[Stored data]
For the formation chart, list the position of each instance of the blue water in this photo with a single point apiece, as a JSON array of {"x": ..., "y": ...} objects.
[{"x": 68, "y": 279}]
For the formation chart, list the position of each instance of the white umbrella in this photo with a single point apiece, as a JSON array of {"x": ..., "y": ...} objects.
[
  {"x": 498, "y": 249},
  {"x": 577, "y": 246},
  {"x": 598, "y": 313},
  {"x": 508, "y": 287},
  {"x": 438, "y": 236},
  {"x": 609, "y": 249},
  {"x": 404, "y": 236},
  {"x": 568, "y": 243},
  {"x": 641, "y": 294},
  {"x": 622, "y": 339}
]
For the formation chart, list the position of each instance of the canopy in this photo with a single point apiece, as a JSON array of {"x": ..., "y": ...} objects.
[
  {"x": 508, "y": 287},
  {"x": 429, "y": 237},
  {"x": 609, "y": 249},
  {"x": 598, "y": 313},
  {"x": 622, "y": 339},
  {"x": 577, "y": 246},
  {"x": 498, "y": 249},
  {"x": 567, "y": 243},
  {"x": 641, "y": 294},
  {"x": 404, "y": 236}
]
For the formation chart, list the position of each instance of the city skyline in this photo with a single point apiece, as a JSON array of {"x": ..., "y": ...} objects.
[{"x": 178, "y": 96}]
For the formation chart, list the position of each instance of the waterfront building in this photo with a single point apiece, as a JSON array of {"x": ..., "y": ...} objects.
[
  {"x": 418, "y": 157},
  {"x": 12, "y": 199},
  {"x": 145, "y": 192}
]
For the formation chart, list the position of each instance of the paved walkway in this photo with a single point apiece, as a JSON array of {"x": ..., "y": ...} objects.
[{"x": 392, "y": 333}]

Your task | Line by line, repeat the data exactly.

Exercise solution |
For the formation chart, list the position of each instance of the blue water in this photo with a single point apiece, as a JSON array of {"x": ..., "y": ...} objects.
[{"x": 68, "y": 279}]
For the formation chart, list the position of each instance of the white umbrella in this photo with a single point apiece, as a JSON array of {"x": ..., "y": ...} objects.
[
  {"x": 498, "y": 249},
  {"x": 577, "y": 246},
  {"x": 598, "y": 313},
  {"x": 508, "y": 287},
  {"x": 438, "y": 236},
  {"x": 609, "y": 249},
  {"x": 404, "y": 236},
  {"x": 568, "y": 243},
  {"x": 641, "y": 294},
  {"x": 622, "y": 339}
]
For the formation chart, list the position of each instance of the canopy in this photo with a single point apiece, as a JSON array of {"x": ..., "y": ...} objects.
[
  {"x": 508, "y": 287},
  {"x": 429, "y": 237},
  {"x": 609, "y": 249},
  {"x": 598, "y": 313},
  {"x": 622, "y": 339},
  {"x": 577, "y": 246},
  {"x": 498, "y": 249},
  {"x": 567, "y": 243},
  {"x": 641, "y": 294},
  {"x": 404, "y": 236}
]
For the formation chart, list the position of each instance of the city skyline in this photo with a single point apiece, as a JSON array of {"x": ..., "y": ...} objects.
[{"x": 178, "y": 96}]
For the formation chart, list the position of each instance of the waterfront building in this photo with a single point apiece, as a JSON array of {"x": ..., "y": ...} objects.
[
  {"x": 418, "y": 157},
  {"x": 12, "y": 199},
  {"x": 145, "y": 192}
]
For the formation chart, list the position of each instance of the paved walkway in this photo with a single point apiece, as a JSON array of {"x": ..., "y": ...} objects.
[{"x": 392, "y": 333}]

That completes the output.